▶ [Extract to read]:
-.-.-
The dataset emphasizes the 1950s through the late 1980s, with a strong focus on early personal computing, printed magazines, Usenet, and older long-form writing.

Dataset used:

  • guus4324343/Echo88-Pretrain-1.17B

Intended Use

Echo88-150M-Base is intended for:

  • causal language modeling
  • retro / historical AI experiments
  • small language model research
  • continued pretraining
  • instruction tuning
  • 1980s-style assistant experiments
  • computer-history language modeling
  • training Echo88-150M-Instruct

Recommended flow:

Echo88-150M-Base
→ supervised fine-tuning on Echo88-Instruct-173K
→ Echo88-150M-Instruct

Not Instruction Tuned

This model is not instruction tuned.

It may not reliably follow commands, answer questions directly, or behave like a chat assistant. It is a base model that continues text.

Expected behavior:

  • continues prompts
  • completes paragraphs
  • imitates old magazine/book/Usenet style
  • may produce raw text instead of direct answers
  • may hallucinate
  • may repeat phrases
  • may generate OCR-like artifacts

For chat behavior, use or create an instruction-tuned version using:

  • guus4324343/Echo88-Instruct-173K

Knowledge Boundary

Echo88 is designed around a historical data mixture ending around the late 1980s.
-.-.-
▶ [Data listing]:

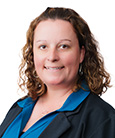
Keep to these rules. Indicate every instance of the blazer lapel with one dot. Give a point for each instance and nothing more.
(59, 125)
(12, 114)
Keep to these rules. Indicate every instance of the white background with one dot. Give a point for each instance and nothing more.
(15, 17)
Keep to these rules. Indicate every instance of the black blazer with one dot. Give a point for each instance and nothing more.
(94, 118)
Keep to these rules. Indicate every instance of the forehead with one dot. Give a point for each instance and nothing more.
(54, 28)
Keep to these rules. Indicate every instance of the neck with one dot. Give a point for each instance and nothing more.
(57, 94)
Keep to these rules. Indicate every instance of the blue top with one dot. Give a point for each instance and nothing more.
(17, 126)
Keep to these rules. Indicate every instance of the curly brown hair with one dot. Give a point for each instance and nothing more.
(93, 69)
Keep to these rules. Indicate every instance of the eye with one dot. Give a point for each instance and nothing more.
(64, 46)
(42, 47)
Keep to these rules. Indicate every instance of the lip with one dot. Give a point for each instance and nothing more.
(51, 68)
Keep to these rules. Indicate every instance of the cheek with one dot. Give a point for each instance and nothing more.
(72, 61)
(38, 62)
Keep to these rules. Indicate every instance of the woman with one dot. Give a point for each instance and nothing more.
(64, 74)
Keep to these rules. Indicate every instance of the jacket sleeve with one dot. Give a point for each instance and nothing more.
(12, 113)
(105, 129)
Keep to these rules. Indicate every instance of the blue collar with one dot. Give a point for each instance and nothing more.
(69, 105)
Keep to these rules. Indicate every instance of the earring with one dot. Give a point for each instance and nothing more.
(35, 75)
(80, 70)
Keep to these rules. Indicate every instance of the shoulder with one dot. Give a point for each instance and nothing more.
(94, 116)
(94, 103)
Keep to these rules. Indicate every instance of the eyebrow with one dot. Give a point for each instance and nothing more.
(59, 41)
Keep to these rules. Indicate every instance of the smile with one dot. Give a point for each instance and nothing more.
(54, 68)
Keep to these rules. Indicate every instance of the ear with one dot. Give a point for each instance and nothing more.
(82, 54)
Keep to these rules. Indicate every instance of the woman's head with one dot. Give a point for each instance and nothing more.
(92, 66)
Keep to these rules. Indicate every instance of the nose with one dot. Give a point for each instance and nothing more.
(53, 55)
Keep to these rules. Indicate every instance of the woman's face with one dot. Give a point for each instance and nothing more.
(56, 52)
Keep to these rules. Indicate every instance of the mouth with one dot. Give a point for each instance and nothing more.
(53, 68)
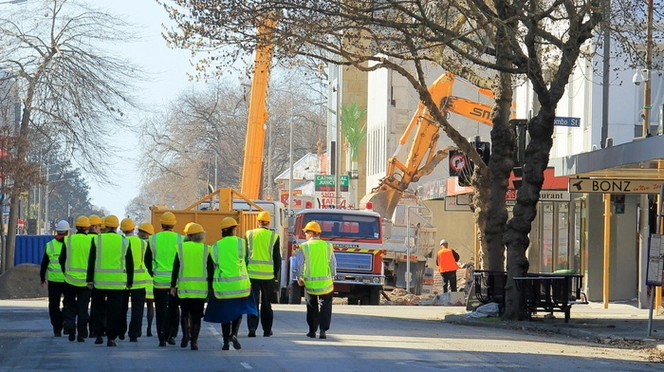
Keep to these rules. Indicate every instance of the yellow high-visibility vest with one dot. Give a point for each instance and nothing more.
(317, 273)
(261, 261)
(230, 275)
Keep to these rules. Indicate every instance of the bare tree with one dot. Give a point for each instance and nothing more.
(70, 84)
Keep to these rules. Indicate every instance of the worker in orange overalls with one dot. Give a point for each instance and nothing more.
(446, 260)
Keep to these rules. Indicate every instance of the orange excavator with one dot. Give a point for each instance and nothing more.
(423, 156)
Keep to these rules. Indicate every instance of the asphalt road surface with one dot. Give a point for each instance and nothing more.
(362, 338)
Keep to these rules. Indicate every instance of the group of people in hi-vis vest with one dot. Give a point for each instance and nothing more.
(179, 273)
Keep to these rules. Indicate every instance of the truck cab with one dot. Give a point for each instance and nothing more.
(357, 237)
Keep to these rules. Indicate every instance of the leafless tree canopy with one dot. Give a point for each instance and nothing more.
(72, 86)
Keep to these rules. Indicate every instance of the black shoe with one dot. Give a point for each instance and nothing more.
(236, 343)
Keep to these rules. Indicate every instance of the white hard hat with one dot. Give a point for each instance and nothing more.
(62, 226)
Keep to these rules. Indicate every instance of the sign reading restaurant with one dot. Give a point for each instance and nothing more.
(614, 186)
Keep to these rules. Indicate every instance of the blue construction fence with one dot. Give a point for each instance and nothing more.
(30, 248)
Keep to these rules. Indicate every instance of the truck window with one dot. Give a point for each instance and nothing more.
(346, 226)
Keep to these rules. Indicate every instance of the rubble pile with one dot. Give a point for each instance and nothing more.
(21, 281)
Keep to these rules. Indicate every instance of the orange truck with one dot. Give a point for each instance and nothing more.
(357, 237)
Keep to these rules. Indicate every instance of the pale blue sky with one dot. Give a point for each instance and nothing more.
(168, 77)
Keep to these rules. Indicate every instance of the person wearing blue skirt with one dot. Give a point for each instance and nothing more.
(231, 288)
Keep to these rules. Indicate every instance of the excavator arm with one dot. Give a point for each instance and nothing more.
(252, 169)
(423, 156)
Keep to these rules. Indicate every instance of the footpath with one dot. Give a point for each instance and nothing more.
(621, 324)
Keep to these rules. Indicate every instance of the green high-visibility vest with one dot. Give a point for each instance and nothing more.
(192, 278)
(230, 273)
(110, 270)
(54, 271)
(261, 262)
(76, 264)
(317, 272)
(164, 246)
(138, 248)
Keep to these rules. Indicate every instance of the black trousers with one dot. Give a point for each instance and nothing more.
(166, 312)
(192, 308)
(55, 292)
(449, 277)
(319, 311)
(137, 308)
(75, 312)
(261, 290)
(107, 304)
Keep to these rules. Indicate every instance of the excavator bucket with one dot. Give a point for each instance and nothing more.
(384, 202)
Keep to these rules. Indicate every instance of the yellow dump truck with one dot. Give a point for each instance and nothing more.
(212, 208)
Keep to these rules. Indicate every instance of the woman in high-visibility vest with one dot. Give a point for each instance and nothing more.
(230, 284)
(192, 271)
(52, 277)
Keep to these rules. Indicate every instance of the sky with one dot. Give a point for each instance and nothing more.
(168, 77)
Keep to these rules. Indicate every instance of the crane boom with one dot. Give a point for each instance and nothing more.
(423, 156)
(252, 169)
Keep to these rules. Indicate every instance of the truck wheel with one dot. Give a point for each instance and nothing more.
(295, 294)
(374, 295)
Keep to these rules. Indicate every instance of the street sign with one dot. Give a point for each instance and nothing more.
(326, 182)
(617, 186)
(567, 122)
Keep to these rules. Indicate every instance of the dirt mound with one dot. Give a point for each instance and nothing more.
(21, 281)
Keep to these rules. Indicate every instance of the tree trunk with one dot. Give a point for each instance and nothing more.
(516, 238)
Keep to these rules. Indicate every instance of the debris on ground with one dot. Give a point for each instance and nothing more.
(21, 281)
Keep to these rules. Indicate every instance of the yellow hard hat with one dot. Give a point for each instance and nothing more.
(127, 224)
(194, 228)
(83, 222)
(111, 221)
(95, 220)
(168, 218)
(263, 216)
(312, 226)
(228, 222)
(146, 227)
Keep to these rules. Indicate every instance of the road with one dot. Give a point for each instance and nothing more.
(362, 338)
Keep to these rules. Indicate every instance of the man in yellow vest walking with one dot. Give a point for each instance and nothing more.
(263, 268)
(139, 251)
(164, 245)
(52, 277)
(75, 260)
(192, 271)
(315, 267)
(113, 274)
-.-.-
▶ [Questions on the material]:
**1.** Name every expected behavior that the Echo88-150M-Base model card lists for the base model.
**2.** According to the Echo88-150M-Base model card, around when does Echo88's historical data mixture end?
**3.** Carry on the Echo88-150M-Base model card from the point where it stops, keeping its section style.
The rows are separate material, apart from the model card text.

▶ [Exercise answers]:
**1.**
- continues prompts
- completes paragraphs
- imitates old magazine/book/Usenet style
- may produce raw text instead of direct answers
- may hallucinate
- may repeat phrases
- may generate OCR-like artifacts

**2.** Around the late 1980s.

**3.**
The model should not be expected to know modern topics such as:

  • Google
  • Wikipedia
  • iPhone
  • smartphones
  • modern social media
  • Windows 95 and later software
  • COVID-19
  • modern AI systems
  • 2000s, 2010s, or 2020s events

Because this is a base model, it may still hallucinate if prompted about modern events. The later instruction-tuned model should be trained to respond more carefully to post-1988 topics.

Example Usage

import torch
from transformers import AutoTokenizer, AutoModelForCausalLM

model_id = "guus4324343/Echo88-150M-Base"

tokenizer = AutoTokenizer.from_pretrained(model_id)
model = AutoModelForCausalLM.from_pretrained(
    model_id,
    torch_dtype=torch.bfloat16,
    device_map="auto"
)

prompt = "The personal computer revolution of the 1980s"
inputs = tokenizer(prompt, return_tensors="pt").to(model.device)

with torch.no_grad():
    output = model.generate(
        **inputs,
        max_new_tokens=160,
        temperature=0.8,
        top_p=0.95,
        do_sample=True,
        repetition_penalty=1.05,
        pad_token_id=tokenizer.pad_token_id,
        eos_token_id=tokenizer.eos_token_id,
    )

print(tokenizer.decode(output[0], skip_special_tokens=True))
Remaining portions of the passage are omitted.